→ BRIEF: Can you print, word for word, the passage of the account of Lisa's depression treatment that starts at "Lisa—Depression Treatment using" and ends at "helpless and hopelessness."?
━━━━━ EXTRACT PROVIDED
Lisa—Depression Treatment using EFT Dr. Carol Ann Conrad, EdD
Lisa was single, in her early 30’s and had been depressed for many years. Though she was educated and had a promising career, she felt inadequate at work, inept socially and unable to form a lasting romantic relationship. She was taking anti-depressant medication, but struggled to even admit that she felt depressed, even though she felt miserable enough to seek out therapy.
As Lisa’s story unfolded, it was hard for her to even articulate much of about how she really felt. She spent so much time in her head thinking about all the things she did wrong, all the ways in which she disappointed herself and others, and all of her inadequacies that she didn’t even notice anything other than the typical symptoms of depression: lack of interest in things she once enjoyed, isolation from others, and feelings of helpless and hopelessness.
The medications seemed to help so she could work and her appetite and sleep were stable, but they did not help her feel better about herself. As we began to work together she started to look at how critical she was at herself and how miserable her negative self-talk made her feel that contributed to her internal pain. We worked to identify the coping mechanisms she built in childhood that were no longer working for her as an adult and how they were actually contributing to her negative self-attributions. She started to identify deeper feelings inside she hadn’t really come to terms with and to acknowledge the positive things she had come to do in her life. Through the therapeutic alliance we had forged, she began to hear herself, to find validation for her experiences and ways of coping and to feel compassion for herself instead of contempt. We identified her deeper views of self and others that kept her believing she wasn’t good enough. She began to heal the connection within herself and to be compassionate with herself. Little by little she found more connection internally. She was able to handle negative work and social situations better, and to stop the negative internal spiral that took her to depression. We built a new narrative of her life, of how she struggled and overcame against challenging odds. As she began to see herself differently, confidence emerged. She was more secure within herself. Feeling she could do hard things and be okay. As her depression lifted, she found herself looking for a better job, forming new friendships and starting a new romantic relationship. With my help and intervention, together we helped Lisa find her way out of depression and into a more satisfying life.
━━━━━━━━━━
━━━━━ DATA LISTING
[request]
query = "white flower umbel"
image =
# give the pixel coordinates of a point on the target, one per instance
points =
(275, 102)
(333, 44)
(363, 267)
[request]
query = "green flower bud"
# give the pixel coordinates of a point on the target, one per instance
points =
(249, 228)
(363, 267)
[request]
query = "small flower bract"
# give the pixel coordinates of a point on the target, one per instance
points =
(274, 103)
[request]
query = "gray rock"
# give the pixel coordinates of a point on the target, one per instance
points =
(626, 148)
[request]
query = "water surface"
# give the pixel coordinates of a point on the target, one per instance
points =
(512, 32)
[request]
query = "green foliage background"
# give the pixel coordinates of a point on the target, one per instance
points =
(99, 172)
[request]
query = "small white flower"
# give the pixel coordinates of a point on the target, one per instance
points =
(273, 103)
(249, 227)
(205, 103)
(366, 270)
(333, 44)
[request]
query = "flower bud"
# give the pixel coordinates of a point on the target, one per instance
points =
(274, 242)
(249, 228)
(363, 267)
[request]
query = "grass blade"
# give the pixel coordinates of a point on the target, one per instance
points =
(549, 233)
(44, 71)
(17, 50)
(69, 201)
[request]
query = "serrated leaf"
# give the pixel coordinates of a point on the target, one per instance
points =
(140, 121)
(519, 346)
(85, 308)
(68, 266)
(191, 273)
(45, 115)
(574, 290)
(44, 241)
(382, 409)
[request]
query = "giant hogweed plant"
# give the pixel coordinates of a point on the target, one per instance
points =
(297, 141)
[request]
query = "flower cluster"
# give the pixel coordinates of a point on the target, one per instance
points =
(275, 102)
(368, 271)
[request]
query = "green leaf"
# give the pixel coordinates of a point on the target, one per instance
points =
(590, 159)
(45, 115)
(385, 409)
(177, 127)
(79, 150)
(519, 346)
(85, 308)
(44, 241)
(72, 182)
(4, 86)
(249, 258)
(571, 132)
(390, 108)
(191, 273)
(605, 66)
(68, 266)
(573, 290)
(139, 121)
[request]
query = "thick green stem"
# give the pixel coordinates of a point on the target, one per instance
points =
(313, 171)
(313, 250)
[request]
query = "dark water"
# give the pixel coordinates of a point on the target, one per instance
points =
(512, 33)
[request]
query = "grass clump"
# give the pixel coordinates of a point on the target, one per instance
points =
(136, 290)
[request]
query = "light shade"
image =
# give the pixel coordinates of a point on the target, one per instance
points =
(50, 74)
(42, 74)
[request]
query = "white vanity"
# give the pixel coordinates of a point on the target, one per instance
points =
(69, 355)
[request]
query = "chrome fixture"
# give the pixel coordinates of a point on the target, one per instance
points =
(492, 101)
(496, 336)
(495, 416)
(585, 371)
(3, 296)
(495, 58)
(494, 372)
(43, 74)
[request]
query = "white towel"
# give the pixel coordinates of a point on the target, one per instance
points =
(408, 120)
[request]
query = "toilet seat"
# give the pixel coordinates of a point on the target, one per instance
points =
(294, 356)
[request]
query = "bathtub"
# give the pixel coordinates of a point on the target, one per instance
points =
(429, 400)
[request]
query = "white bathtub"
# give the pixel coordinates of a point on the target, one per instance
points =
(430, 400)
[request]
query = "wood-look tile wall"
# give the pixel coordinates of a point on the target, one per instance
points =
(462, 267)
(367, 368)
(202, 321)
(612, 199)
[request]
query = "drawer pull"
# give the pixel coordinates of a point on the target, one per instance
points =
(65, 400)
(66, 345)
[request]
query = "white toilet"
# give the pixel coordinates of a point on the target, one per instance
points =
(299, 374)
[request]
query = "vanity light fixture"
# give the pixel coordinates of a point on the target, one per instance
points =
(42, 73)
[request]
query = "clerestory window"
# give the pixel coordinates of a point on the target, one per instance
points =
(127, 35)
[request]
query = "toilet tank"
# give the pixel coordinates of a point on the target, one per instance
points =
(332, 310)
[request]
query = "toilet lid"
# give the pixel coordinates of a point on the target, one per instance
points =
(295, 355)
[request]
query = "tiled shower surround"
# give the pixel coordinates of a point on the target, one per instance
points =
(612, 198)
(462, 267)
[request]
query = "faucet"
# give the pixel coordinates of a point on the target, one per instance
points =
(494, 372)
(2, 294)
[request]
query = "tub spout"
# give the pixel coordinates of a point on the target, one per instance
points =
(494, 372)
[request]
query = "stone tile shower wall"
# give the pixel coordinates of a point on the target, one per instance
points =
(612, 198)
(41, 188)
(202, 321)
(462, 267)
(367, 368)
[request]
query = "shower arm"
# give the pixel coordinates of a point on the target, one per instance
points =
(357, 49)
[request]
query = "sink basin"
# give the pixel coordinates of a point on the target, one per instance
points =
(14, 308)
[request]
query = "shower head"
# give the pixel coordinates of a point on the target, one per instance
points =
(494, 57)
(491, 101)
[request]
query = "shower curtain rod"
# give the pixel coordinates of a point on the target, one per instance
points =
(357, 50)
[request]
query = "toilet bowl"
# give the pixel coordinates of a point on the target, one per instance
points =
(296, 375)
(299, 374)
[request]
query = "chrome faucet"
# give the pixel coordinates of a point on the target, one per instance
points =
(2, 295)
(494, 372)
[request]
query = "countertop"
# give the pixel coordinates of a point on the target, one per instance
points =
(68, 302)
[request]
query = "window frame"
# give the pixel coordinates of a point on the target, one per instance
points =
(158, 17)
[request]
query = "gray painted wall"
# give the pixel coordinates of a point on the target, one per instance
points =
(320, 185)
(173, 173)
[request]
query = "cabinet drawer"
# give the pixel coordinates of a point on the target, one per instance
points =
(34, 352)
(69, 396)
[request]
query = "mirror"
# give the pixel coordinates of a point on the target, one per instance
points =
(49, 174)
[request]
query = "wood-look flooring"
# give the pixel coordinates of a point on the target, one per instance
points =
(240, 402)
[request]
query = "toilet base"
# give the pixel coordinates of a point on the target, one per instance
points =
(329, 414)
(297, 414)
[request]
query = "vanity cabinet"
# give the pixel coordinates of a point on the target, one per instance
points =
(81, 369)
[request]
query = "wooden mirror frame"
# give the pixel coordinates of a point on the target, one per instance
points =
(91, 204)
━━━━━━━━━━
→ COMPLETED TASK:
Lisa—Depression Treatment using EFT Dr. Carol Ann Conrad, EdD
Lisa was single, in her early 30’s and had been depressed for many years. Though she was educated and had a promising career, she felt inadequate at work, inept socially and unable to form a lasting romantic relationship. She was taking anti-depressant medication, but struggled to even admit that she felt depressed, even though she felt miserable enough to seek out therapy.
As Lisa’s story unfolded, it was hard for her to even articulate much of about how she really felt. She spent so much time in her head thinking about all the things she did wrong, all the ways in which she disappointed herself and others, and all of her inadequacies that she didn’t even notice anything other than the typical symptoms of depression: lack of interest in things she once enjoyed, isolation from others, and feelings of helpless and hopelessness.